Brief: In the records below, find the line containing "door frame, put" and repeat it and every line after it exactly, without pictures.

Data section:
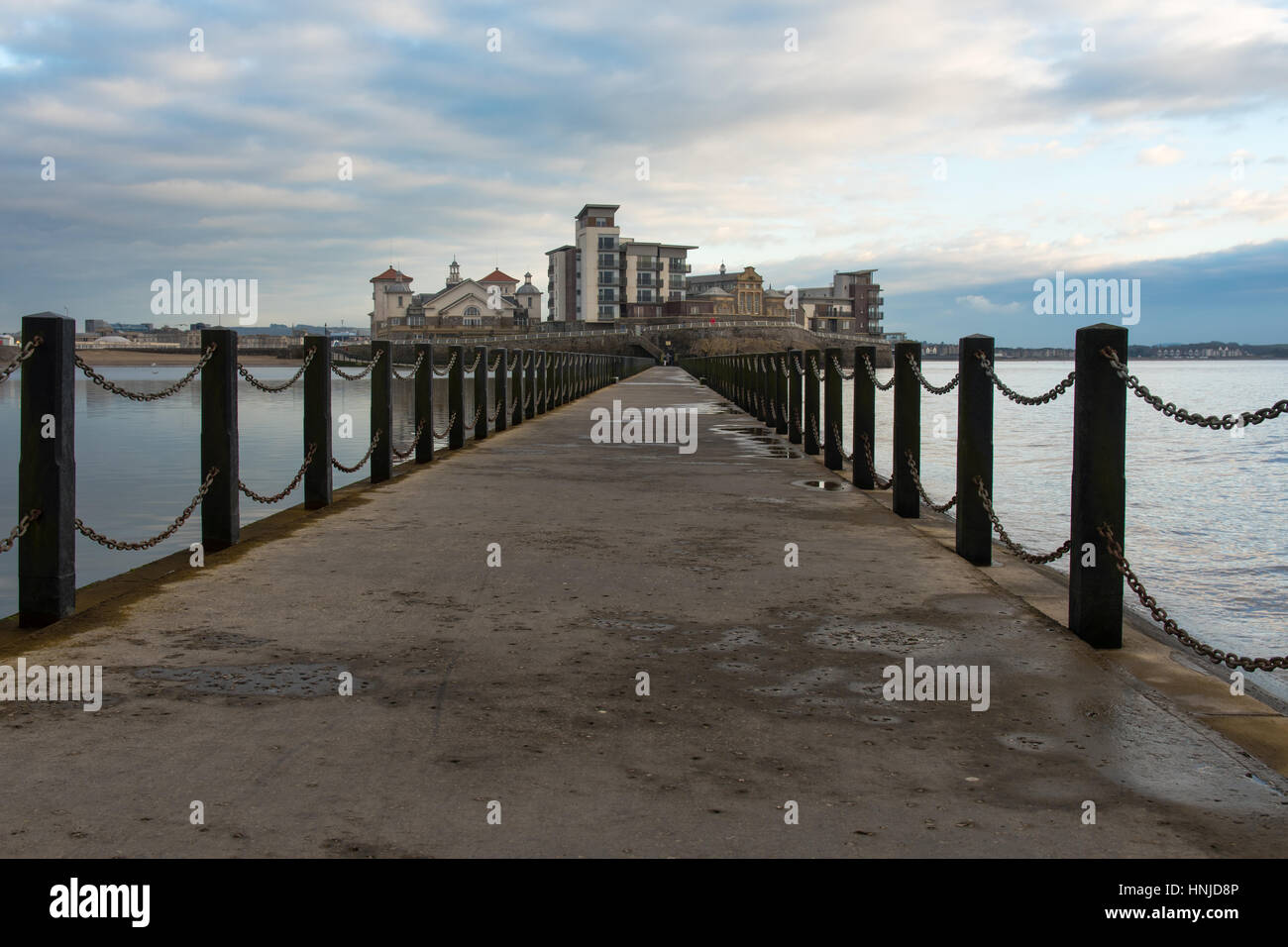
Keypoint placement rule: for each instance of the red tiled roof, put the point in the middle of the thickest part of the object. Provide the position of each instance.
(391, 274)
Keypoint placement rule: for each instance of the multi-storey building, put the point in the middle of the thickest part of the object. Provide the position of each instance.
(490, 303)
(601, 275)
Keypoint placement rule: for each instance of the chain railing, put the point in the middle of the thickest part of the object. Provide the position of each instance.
(18, 531)
(274, 389)
(1034, 558)
(366, 457)
(160, 538)
(447, 369)
(411, 375)
(446, 431)
(292, 484)
(362, 373)
(1180, 414)
(1159, 615)
(883, 482)
(925, 382)
(411, 447)
(872, 373)
(1021, 398)
(138, 395)
(29, 348)
(925, 499)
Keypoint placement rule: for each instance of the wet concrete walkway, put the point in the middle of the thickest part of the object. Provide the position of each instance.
(518, 684)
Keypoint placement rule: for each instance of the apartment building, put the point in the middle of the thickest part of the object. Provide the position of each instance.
(601, 275)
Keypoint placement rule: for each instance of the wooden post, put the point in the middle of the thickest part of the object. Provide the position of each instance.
(864, 416)
(833, 459)
(502, 389)
(481, 392)
(529, 389)
(974, 450)
(907, 429)
(1099, 486)
(794, 395)
(47, 472)
(317, 423)
(778, 364)
(220, 515)
(811, 399)
(516, 382)
(425, 402)
(456, 398)
(382, 411)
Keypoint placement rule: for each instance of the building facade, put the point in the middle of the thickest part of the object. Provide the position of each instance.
(494, 303)
(601, 275)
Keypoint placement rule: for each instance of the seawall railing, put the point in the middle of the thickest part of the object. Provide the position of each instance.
(526, 382)
(782, 390)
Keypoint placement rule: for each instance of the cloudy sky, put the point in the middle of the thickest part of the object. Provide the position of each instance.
(961, 149)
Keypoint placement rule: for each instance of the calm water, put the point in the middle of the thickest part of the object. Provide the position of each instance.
(138, 464)
(1207, 523)
(1207, 528)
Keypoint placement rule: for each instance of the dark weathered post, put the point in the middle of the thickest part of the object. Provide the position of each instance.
(1099, 486)
(811, 401)
(317, 421)
(456, 398)
(974, 450)
(516, 382)
(382, 411)
(425, 402)
(833, 458)
(529, 386)
(777, 367)
(864, 416)
(220, 517)
(794, 395)
(47, 472)
(907, 428)
(502, 389)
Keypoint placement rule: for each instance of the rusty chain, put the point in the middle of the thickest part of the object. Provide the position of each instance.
(27, 350)
(1021, 398)
(413, 371)
(1184, 416)
(932, 389)
(883, 482)
(411, 449)
(872, 373)
(446, 371)
(362, 373)
(147, 544)
(915, 479)
(14, 534)
(292, 484)
(366, 457)
(274, 389)
(1008, 541)
(1159, 615)
(136, 395)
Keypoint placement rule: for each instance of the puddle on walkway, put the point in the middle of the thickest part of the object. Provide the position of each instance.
(261, 681)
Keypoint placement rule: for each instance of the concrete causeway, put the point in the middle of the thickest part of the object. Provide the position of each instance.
(518, 684)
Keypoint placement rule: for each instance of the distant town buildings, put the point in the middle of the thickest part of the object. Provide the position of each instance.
(496, 302)
(603, 275)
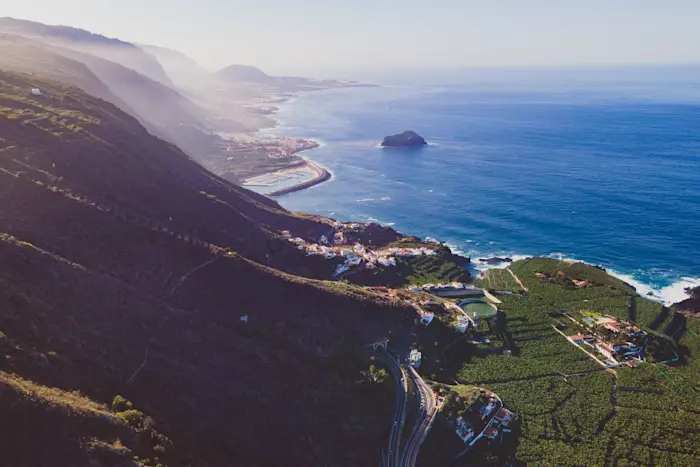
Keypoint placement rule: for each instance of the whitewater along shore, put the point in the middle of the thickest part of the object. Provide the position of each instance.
(320, 175)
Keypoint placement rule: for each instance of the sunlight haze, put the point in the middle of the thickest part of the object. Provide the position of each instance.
(286, 36)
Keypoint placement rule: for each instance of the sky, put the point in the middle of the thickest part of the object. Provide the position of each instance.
(305, 35)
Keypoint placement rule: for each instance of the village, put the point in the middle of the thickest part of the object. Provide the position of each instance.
(356, 256)
(608, 340)
(273, 147)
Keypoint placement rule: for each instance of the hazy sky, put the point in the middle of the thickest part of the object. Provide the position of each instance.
(291, 35)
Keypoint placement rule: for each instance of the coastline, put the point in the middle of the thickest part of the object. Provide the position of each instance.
(320, 175)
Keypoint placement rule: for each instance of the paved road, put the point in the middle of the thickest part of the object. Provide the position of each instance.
(426, 415)
(393, 454)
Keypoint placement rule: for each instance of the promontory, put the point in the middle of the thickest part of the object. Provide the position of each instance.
(405, 139)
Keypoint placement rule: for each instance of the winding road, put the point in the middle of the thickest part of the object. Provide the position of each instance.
(426, 416)
(394, 455)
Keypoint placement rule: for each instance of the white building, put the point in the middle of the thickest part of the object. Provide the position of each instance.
(462, 324)
(414, 358)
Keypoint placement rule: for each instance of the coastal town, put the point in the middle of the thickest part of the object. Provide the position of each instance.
(464, 327)
(356, 256)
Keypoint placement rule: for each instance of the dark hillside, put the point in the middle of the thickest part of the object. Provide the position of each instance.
(118, 51)
(27, 56)
(89, 148)
(118, 277)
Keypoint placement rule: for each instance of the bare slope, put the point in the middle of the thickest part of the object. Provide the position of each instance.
(118, 51)
(117, 276)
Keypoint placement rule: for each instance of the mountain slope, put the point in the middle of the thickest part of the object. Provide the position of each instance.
(118, 277)
(181, 69)
(162, 110)
(115, 50)
(28, 56)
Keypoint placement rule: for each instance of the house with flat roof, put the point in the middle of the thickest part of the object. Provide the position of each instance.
(414, 358)
(462, 324)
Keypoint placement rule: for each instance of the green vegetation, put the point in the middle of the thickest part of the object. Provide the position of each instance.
(497, 279)
(413, 270)
(573, 411)
(119, 404)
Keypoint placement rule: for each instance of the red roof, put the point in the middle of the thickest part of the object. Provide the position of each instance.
(503, 413)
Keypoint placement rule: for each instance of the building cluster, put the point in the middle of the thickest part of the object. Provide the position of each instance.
(500, 423)
(439, 287)
(414, 358)
(355, 256)
(621, 347)
(496, 418)
(464, 430)
(561, 274)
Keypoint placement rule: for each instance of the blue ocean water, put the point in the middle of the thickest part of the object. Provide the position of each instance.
(596, 165)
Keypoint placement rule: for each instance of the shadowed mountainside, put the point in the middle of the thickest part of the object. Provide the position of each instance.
(115, 50)
(125, 269)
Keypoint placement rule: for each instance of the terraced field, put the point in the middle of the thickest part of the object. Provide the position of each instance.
(574, 412)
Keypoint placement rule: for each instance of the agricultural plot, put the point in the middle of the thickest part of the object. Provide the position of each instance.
(573, 411)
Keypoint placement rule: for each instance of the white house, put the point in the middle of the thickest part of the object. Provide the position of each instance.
(462, 324)
(414, 358)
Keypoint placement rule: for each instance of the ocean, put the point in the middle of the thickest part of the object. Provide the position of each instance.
(599, 165)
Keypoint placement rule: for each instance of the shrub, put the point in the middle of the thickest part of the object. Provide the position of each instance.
(119, 404)
(135, 418)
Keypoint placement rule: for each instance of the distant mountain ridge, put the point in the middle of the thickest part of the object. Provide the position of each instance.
(126, 269)
(124, 53)
(184, 71)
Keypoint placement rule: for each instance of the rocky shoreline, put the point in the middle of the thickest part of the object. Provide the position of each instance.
(320, 176)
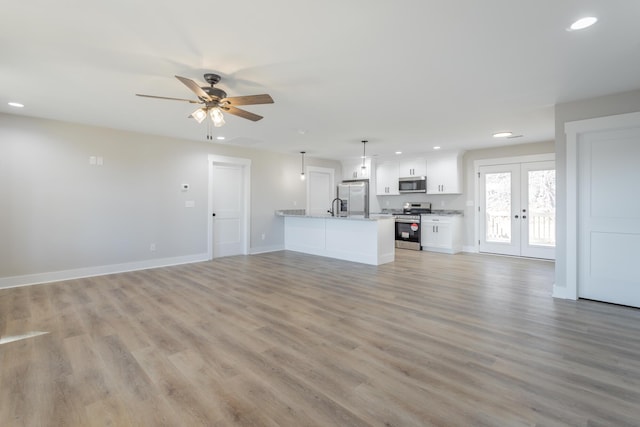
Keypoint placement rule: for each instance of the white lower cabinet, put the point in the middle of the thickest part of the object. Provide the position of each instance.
(441, 233)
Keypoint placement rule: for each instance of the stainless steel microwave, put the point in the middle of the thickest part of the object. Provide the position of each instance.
(413, 184)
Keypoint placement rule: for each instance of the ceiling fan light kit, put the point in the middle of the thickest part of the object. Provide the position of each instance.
(215, 101)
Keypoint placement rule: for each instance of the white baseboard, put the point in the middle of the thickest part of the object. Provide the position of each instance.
(265, 249)
(563, 293)
(78, 273)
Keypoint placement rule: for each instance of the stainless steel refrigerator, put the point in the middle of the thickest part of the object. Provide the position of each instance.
(354, 198)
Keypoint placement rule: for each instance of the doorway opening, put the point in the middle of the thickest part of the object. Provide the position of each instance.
(517, 208)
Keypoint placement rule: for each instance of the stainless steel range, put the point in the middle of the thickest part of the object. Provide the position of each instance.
(408, 228)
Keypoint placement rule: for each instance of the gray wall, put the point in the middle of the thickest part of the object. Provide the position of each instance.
(608, 105)
(60, 213)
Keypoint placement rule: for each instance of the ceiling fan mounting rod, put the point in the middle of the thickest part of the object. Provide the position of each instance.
(211, 78)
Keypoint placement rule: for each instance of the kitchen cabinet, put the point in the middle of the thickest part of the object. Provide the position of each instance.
(441, 233)
(352, 169)
(416, 166)
(444, 173)
(387, 174)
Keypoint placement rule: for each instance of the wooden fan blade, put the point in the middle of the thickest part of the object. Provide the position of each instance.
(172, 99)
(241, 113)
(249, 100)
(195, 88)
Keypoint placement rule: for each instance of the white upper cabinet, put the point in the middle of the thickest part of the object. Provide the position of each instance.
(416, 166)
(444, 173)
(352, 169)
(387, 174)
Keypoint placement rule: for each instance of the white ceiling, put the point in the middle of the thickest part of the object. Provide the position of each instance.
(405, 75)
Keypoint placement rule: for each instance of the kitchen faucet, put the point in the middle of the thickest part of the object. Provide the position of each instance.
(331, 210)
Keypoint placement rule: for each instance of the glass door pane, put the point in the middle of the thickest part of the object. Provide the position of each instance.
(542, 207)
(498, 207)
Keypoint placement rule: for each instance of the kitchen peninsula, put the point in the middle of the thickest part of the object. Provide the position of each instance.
(357, 239)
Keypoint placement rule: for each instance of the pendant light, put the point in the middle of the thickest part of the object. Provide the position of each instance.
(364, 156)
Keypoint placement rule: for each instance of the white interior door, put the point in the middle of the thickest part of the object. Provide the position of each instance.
(609, 216)
(517, 209)
(227, 197)
(321, 190)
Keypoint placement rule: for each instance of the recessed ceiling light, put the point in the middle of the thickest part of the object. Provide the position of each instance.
(502, 134)
(583, 23)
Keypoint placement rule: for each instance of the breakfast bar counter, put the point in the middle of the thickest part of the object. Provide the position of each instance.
(357, 239)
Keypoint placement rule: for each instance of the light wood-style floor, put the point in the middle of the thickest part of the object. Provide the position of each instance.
(286, 339)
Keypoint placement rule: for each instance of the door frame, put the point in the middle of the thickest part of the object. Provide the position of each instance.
(573, 131)
(245, 164)
(499, 161)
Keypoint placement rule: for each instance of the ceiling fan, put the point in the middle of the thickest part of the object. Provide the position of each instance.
(214, 101)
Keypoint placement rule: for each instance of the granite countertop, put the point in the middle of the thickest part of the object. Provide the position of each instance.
(445, 212)
(300, 213)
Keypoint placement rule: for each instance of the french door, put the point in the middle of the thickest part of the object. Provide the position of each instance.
(517, 209)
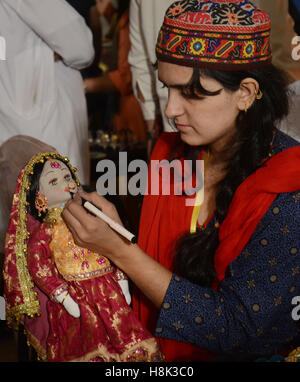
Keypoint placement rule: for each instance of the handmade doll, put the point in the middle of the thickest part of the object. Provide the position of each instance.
(79, 296)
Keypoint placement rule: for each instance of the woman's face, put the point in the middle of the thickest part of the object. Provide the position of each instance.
(102, 6)
(204, 121)
(56, 183)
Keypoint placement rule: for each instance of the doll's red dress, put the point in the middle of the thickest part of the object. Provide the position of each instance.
(107, 329)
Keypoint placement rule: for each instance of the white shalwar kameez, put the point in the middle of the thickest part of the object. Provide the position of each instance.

Completed task:
Keypoint placement rule: for each instance of the door frame, put the point in the middle of the thickest part of the object. Provide the position of each instance.
(573, 131)
(245, 164)
(499, 161)
Keypoint placement rule: for each instance of the ceiling fan, put the point in the middle of the thickest part of the object. Provide the position of each instance.
(214, 101)
Keypoint placement rule: for each instance of the granite countertop, put the point in the middle of the thickest part of the object. Provide the position of each instance.
(445, 212)
(300, 213)
Keypoint placement rule: for each instance of the french door, put the point in the middle of the thickest part of the object. Provide the position of each instance.
(517, 209)
Keypoint placement rule: for each instance of the handmade doll, put the point in the middle of the thickest part of the object. Provide the position of each instance.
(79, 296)
Keypoint placement rule: for each instance of the woman's face, put the point in the middle of the thickest part of the object. Provide the position of each instance.
(102, 6)
(204, 121)
(56, 183)
Keypoint placement rule: for each instance of the doll's red dress, put the point in the middle of the thickest part of the object. Provide the position of each instance.
(107, 329)
Keypoint placement rule: for each instance of the white shalwar kameez, put the point in the middle of the thickest part of the object. Provide the position of each instance.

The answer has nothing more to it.